Stated exercise: Return each line of the records below that contains the word "nose", reproducing each such line in full.
⟨
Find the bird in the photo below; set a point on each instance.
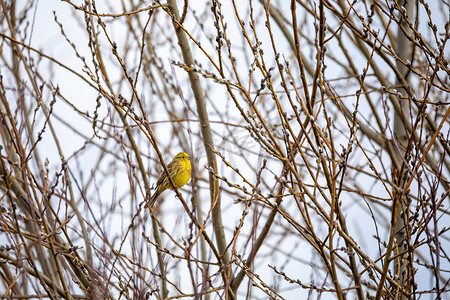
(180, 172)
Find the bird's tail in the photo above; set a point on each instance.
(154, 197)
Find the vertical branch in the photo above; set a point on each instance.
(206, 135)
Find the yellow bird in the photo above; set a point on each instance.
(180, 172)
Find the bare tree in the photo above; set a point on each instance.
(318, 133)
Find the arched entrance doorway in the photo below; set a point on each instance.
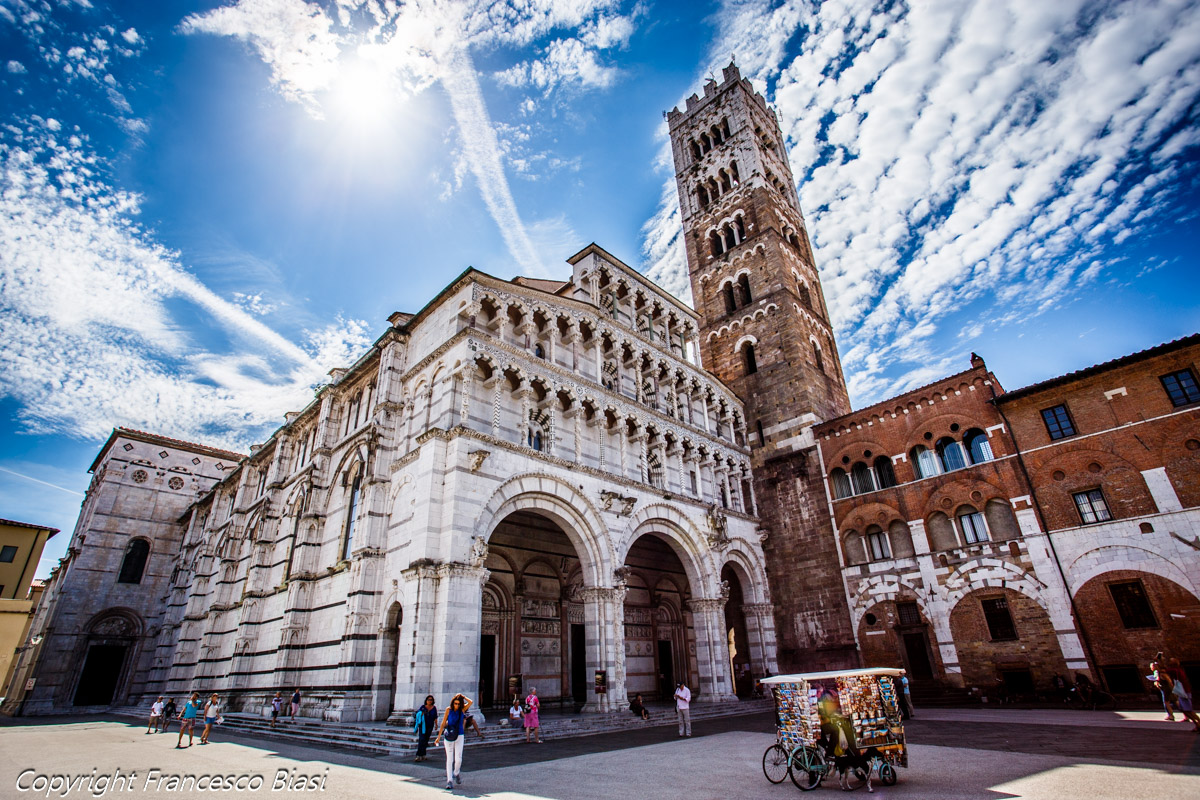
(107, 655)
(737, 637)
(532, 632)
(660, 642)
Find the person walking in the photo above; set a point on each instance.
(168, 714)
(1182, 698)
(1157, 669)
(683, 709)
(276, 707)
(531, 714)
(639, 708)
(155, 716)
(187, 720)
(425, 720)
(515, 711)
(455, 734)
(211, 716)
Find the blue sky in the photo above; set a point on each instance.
⟩
⟨
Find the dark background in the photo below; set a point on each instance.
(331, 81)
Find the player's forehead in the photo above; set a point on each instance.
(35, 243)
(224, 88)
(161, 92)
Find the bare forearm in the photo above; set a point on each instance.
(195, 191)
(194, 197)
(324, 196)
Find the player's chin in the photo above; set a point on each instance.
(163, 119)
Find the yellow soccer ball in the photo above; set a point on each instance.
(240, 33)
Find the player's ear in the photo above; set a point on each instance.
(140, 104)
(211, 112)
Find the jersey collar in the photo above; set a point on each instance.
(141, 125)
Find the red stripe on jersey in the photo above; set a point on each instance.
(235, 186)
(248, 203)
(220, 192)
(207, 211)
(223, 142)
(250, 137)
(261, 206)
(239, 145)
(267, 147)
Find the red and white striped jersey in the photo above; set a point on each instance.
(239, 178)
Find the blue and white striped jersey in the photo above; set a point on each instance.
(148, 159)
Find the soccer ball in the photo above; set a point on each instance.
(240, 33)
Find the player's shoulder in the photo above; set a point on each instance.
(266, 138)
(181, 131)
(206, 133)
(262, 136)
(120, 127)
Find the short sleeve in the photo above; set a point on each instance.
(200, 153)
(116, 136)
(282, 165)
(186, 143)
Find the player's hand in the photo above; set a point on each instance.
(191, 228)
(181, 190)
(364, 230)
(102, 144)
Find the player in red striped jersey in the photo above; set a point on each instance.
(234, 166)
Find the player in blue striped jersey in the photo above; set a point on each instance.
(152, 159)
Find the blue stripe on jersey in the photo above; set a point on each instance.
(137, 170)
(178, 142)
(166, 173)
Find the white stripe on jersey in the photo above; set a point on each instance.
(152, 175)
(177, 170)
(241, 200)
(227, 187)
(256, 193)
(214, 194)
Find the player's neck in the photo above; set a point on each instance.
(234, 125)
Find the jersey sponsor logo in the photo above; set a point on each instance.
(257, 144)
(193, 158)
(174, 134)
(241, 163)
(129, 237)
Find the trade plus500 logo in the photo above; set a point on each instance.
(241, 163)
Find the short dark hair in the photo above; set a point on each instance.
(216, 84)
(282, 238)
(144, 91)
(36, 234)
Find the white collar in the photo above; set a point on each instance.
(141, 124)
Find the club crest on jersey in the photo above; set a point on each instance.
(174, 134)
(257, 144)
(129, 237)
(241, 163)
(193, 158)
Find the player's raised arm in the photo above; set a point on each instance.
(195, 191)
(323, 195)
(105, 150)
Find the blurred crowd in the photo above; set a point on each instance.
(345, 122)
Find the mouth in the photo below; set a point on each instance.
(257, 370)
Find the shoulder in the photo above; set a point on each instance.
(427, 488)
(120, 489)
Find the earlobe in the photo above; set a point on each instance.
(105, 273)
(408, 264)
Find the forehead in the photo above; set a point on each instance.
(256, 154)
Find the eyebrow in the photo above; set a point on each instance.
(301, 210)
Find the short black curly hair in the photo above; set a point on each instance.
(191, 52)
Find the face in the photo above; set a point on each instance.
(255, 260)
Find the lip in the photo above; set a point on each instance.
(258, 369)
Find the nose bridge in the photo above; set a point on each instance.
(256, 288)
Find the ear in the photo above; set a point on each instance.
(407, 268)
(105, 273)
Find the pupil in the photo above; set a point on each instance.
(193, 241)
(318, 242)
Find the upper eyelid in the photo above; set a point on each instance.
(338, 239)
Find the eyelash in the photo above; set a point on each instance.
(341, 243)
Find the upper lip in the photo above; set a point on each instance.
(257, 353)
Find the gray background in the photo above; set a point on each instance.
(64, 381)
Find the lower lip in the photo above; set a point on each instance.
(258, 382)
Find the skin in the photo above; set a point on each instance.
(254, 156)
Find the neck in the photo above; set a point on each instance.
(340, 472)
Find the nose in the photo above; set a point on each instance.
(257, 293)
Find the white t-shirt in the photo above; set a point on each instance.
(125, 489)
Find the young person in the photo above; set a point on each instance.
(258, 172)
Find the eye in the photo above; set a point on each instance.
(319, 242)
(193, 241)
⟩
⟨
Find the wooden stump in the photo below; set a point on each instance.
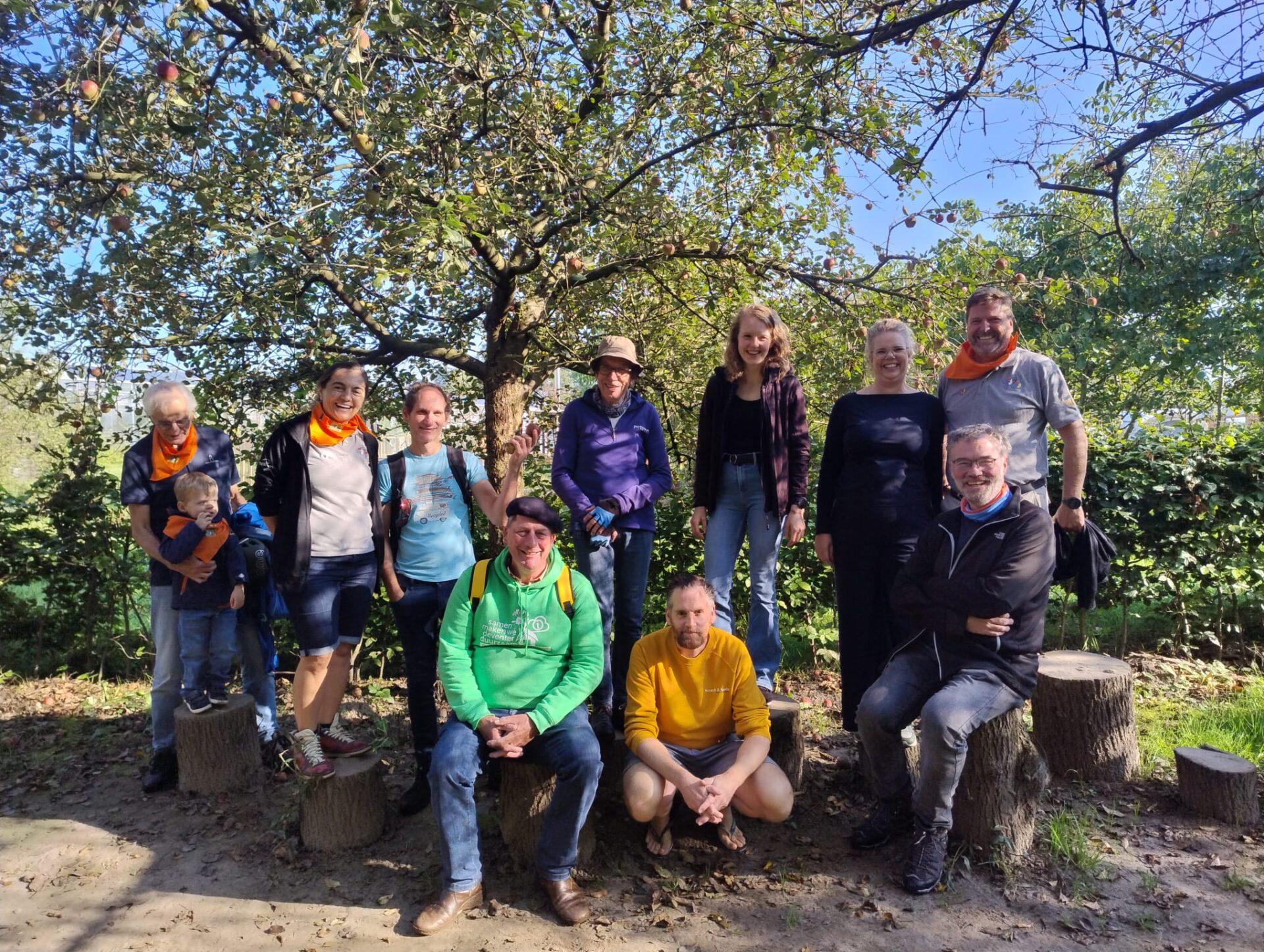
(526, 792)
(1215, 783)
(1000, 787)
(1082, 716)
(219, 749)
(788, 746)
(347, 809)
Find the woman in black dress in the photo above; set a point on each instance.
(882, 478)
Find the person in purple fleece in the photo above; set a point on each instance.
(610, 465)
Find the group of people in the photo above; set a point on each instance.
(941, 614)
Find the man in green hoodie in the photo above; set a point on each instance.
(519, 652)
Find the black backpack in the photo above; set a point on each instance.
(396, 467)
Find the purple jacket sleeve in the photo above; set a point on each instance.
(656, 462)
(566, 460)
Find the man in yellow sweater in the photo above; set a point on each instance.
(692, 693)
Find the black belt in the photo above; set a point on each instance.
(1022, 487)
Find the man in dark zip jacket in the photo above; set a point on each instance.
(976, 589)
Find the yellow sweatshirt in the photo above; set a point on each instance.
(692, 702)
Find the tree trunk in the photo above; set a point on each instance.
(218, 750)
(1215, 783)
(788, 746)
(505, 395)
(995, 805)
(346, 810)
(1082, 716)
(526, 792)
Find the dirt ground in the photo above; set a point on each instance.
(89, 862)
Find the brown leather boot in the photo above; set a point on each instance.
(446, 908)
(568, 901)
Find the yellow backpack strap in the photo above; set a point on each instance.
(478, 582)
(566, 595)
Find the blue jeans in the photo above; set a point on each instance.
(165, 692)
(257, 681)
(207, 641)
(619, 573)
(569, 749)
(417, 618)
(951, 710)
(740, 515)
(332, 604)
⟩
Answer to this exercise:
Find the nose bridge in the photo above; set a point on each instance.
Find the nose in the photo above; set a point on each instance.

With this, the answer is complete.